WHAT THE TASK REQUIRES:
Reproduce the listing below character for character; drop every image.
══ STORED DATA ══
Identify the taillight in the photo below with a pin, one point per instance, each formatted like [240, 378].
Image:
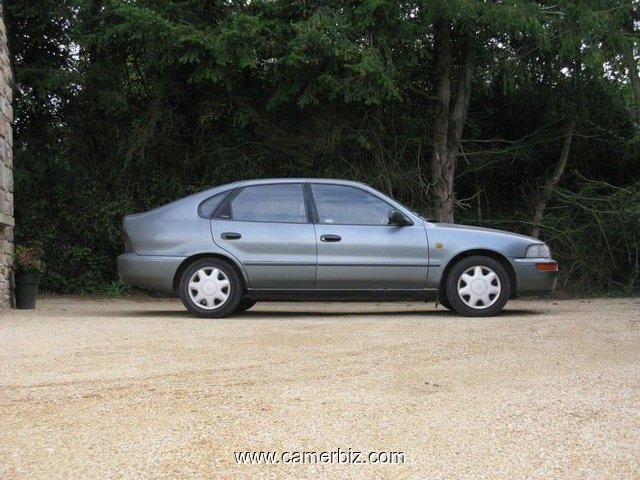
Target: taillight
[547, 267]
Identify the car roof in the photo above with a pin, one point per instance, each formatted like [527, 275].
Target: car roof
[262, 181]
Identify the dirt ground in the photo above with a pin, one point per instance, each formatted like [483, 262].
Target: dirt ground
[137, 388]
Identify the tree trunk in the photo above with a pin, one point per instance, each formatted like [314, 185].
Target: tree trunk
[552, 181]
[632, 65]
[449, 124]
[440, 157]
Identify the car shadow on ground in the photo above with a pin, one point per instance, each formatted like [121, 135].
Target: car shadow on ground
[258, 314]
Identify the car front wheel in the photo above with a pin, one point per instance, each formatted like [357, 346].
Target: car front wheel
[210, 288]
[478, 286]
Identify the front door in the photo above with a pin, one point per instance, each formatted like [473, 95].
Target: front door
[358, 249]
[267, 228]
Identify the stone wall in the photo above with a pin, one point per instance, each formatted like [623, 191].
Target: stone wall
[6, 166]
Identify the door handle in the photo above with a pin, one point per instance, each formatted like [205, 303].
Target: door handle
[330, 238]
[231, 236]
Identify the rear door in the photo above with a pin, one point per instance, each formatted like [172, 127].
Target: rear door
[267, 228]
[358, 249]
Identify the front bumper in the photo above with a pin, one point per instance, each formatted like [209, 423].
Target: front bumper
[149, 272]
[530, 280]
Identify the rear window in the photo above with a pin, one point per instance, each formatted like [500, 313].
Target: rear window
[206, 208]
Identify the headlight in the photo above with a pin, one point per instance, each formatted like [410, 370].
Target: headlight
[538, 251]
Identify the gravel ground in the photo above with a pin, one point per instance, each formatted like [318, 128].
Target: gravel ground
[136, 388]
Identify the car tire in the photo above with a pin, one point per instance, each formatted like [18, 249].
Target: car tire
[210, 288]
[478, 286]
[244, 305]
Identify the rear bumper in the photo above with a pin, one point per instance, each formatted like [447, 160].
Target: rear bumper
[530, 280]
[149, 272]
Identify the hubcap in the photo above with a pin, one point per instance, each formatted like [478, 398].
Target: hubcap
[209, 288]
[479, 287]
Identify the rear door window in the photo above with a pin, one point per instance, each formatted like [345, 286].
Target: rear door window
[283, 203]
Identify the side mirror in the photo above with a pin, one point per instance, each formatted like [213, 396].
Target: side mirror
[396, 217]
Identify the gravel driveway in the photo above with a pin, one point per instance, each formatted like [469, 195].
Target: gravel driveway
[137, 388]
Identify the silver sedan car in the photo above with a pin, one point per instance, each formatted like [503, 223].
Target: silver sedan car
[223, 249]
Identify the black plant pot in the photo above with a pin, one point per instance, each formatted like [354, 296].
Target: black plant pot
[26, 290]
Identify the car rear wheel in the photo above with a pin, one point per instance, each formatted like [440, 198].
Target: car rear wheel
[210, 288]
[244, 305]
[478, 286]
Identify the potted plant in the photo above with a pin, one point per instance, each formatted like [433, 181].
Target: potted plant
[29, 267]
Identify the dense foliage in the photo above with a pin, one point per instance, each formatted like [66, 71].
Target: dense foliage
[517, 114]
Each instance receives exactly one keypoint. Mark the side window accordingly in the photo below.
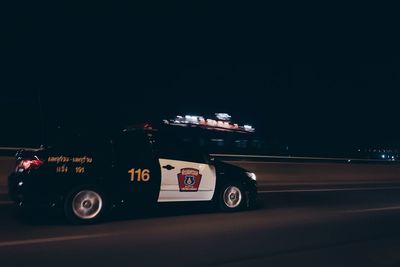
(134, 145)
(173, 147)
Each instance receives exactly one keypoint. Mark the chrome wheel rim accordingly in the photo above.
(87, 204)
(232, 197)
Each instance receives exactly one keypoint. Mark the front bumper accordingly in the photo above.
(28, 190)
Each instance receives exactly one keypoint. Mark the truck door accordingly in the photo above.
(185, 173)
(137, 170)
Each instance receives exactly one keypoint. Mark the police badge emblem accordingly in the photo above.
(189, 180)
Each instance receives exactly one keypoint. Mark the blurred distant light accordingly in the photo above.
(223, 116)
(248, 127)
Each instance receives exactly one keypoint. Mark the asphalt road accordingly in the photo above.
(334, 228)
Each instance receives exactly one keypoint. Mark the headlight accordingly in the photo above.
(251, 175)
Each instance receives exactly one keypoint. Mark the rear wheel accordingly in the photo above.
(85, 205)
(231, 197)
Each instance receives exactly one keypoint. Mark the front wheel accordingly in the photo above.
(231, 198)
(85, 205)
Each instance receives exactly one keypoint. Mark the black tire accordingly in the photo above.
(231, 197)
(85, 205)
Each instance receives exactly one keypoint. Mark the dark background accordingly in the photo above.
(316, 77)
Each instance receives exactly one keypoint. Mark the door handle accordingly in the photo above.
(168, 167)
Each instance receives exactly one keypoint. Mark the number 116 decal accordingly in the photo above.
(139, 175)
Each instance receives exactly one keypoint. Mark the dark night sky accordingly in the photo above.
(311, 75)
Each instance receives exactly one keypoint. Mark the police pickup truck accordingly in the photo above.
(141, 165)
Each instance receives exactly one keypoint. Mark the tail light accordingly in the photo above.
(28, 164)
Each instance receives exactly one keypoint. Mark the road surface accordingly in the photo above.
(331, 228)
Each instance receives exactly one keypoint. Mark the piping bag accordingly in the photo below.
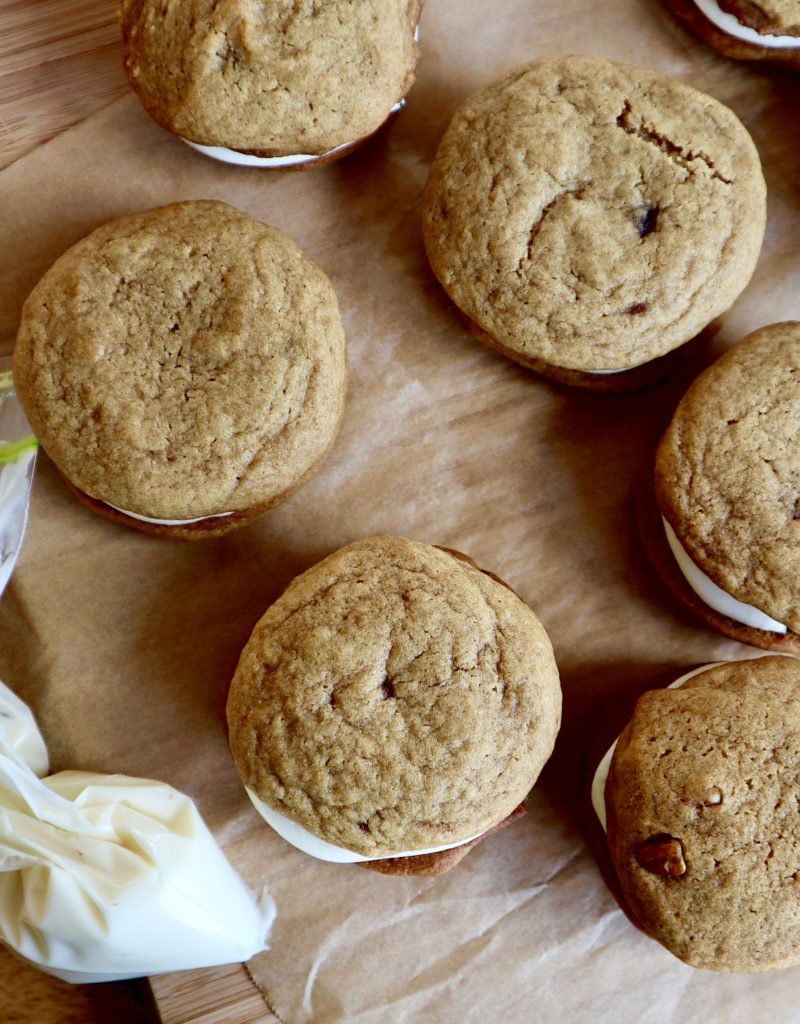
(17, 458)
(102, 877)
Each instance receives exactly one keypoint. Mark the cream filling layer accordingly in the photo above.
(732, 27)
(601, 775)
(293, 160)
(166, 522)
(308, 843)
(714, 596)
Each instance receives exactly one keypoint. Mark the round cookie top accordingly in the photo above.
(279, 79)
(727, 472)
(703, 823)
(393, 698)
(593, 215)
(770, 17)
(183, 361)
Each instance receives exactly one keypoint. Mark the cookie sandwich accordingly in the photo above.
(271, 85)
(589, 218)
(724, 528)
(746, 31)
(394, 706)
(699, 797)
(183, 368)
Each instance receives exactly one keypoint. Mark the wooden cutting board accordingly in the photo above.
(60, 60)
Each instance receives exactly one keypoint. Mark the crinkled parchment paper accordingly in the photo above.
(124, 644)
═══
THE COMPLETED TASK:
Identify the taillight in the photo below with a pin, one point per instance, each formatted like [240, 378].
Image:
Target: taillight
[547, 267]
Identify the car roof in the photo above with a pin, one point per instance, each formatted like [527, 275].
Target: car roof
[262, 181]
Identify the dirt ground in the photo above with a pin, one point per instance, each formatted like [483, 262].
Target: dirt ground
[137, 388]
Identify the tree trunk in the photo above with a pin, one point per instance, each formatted like [314, 185].
Target: tree trunk
[552, 181]
[632, 65]
[449, 124]
[440, 157]
Identify the car shadow on ground in the photo above with a pin, one point per instance, each formatted like [121, 135].
Target: car shadow on ground
[258, 314]
Identify the car front wheel in the photo above with a pin, one point per instance, each formatted like [357, 346].
Target: car front wheel
[210, 288]
[478, 286]
Identify the front door in the photo above with a pin, one point per instance, each formatted like [473, 95].
Target: front door
[358, 249]
[267, 228]
Identify the stone wall in the photo above with a pin, one point per instance, each formatted like [623, 191].
Target: stone wall
[6, 166]
Identify the door handle in the photo above with a pin, one point per instance, each formatted like [205, 303].
Target: door handle
[330, 238]
[231, 236]
Identify the rear door in the photo above with a pin, one point per instance, each formatted like [172, 127].
Target: rear door
[267, 228]
[358, 249]
Identify the front bumper in the photo above with a pin, one point per instance, each formatted like [209, 423].
Target: front bumper
[149, 272]
[530, 280]
Identify the rear window in the photo above with a pin, one point per instance, each formatted like [500, 313].
Target: rear window
[206, 208]
Identify the headlight in the photo above with a pin, one point per instance, each formatted like [410, 370].
Target: headlight
[538, 251]
Identify the gravel ground in the photo above with a pin, one point per instance, each formatted like [318, 128].
Target: gravel ground
[136, 388]
Identify the car tire in the photo above with a pin, one point per instance, each formatted like [18, 249].
Target: car tire
[210, 288]
[478, 286]
[244, 305]
Identify the rear bumper in the photo above with a pin, one point per instance, each formatted like [447, 160].
Target: rear bumper
[530, 280]
[149, 272]
Identify the hubcap in the photo above with a pin, one point per instance, each formatted like [478, 398].
Target: hubcap
[209, 288]
[479, 287]
Identify the rear door window in the photo above with a pin, one point per instance, each formatted like [345, 286].
Target: rear door window
[283, 203]
Identify the side mirror in the photo above with a pin, one point per instance, each formatted like [213, 396].
Target: side mirror
[396, 217]
Identify the gravel driveway in the photo above with a pin, one point per instance, each formatted like [469, 195].
Target: gravel driveway
[137, 388]
Identify the silver sedan car in the photo above with a pin, one point per instance, each formatted like [503, 223].
Target: silver sedan car
[223, 249]
Identify the black plant pot in the photo above with a pin, one point per instance, each formatted like [354, 296].
Target: black plant pot
[26, 290]
Identify the car rear wheel in the photo above with a pin, one point per instance, each formatted like [440, 198].
Target: car rear wheel
[210, 288]
[244, 305]
[478, 286]
Identify the potted plant in the photo above with a pin, one point per instance, each formatted like [433, 181].
Target: potted plant
[29, 267]
Identify the dense foliage in the photo above with a pin, one point per instance, each formatted like [66, 71].
Target: dense foliage
[517, 114]
Each instance receives exactly one keypoint. Mark the side window accordingly in the photo below.
(134, 145)
(173, 147)
Each instance receives exactly one keypoint. Mark the chrome wheel rim accordingly in the photo above.
(87, 204)
(232, 197)
Each instance receives exactly one keypoint. Mark the front bumper accordingly in the photo above.
(28, 190)
Each instance receives exactly one keypoint. Mark the truck door accordingly in the photo above.
(185, 173)
(137, 170)
Each instance receives exactly one keypoint. Mark the police badge emblem accordingly in the photo above.
(189, 180)
Each instance receives exactly one keypoint. Mark the blurred distant light accordingly in the photo above.
(223, 116)
(248, 127)
Each instance receives exactly one keypoint. Mark the asphalt road accordingly in the photo above.
(334, 228)
Each instance receives exactly one keypoint. Mark the headlight accordingly in the photo above.
(251, 175)
Each instance receives exactly one keypoint. Mark the rear wheel accordingly in the photo above.
(85, 205)
(231, 197)
Each instance receives exactly one keypoint. Mark the front wheel accordingly in the photo above.
(231, 198)
(85, 205)
Each instance receives exactly one keypoint. Mark the black tire accordingly in the photo above.
(231, 197)
(85, 205)
Each instance receives exactly one keypoint. Mark the dark background accordingly in the photo above.
(316, 77)
Each instance receives exactly one keypoint. Mark the door handle accordingly in the photo above.
(168, 167)
Each instance receives exactly one keypoint. Mark the number 116 decal accordingly in the photo above.
(139, 175)
Each instance receives exactly one keypoint. Mark the dark night sky accordingly in the photo above.
(311, 75)
Each instance receives exactly one keypoint. Mark the police pickup truck accordingly in the photo above.
(141, 165)
Each instance receives exactly one keypoint. Mark the tail light accordingly in the photo above.
(28, 164)
Each instance receives exactly one keypoint. Mark the road surface accordingly in the photo above.
(331, 228)
Each instance receives exactly one keypoint. Mark the piping bag accordingly in the photo below.
(17, 458)
(102, 877)
Each instance receives exactly one keypoint. Mark the cream filling layer accordingly in the photo above.
(732, 27)
(601, 775)
(293, 160)
(166, 522)
(308, 843)
(714, 596)
Each instance receives exactly one keypoint. Mark the round cookie top accordingly in the photo above.
(279, 79)
(727, 472)
(703, 823)
(393, 698)
(593, 215)
(770, 17)
(183, 361)
Each instance receives exactly one keypoint. Mark the cookie sandwich accordingly in the photo above.
(271, 85)
(589, 218)
(724, 528)
(746, 31)
(394, 706)
(699, 797)
(183, 368)
Each instance receives exactly one keypoint. Mark the wooden cutting board accordingly in the photo above.
(60, 60)
Each instance receives exactly one keypoint. Mark the crinkled parchment paper accordingly in the photo above.
(124, 644)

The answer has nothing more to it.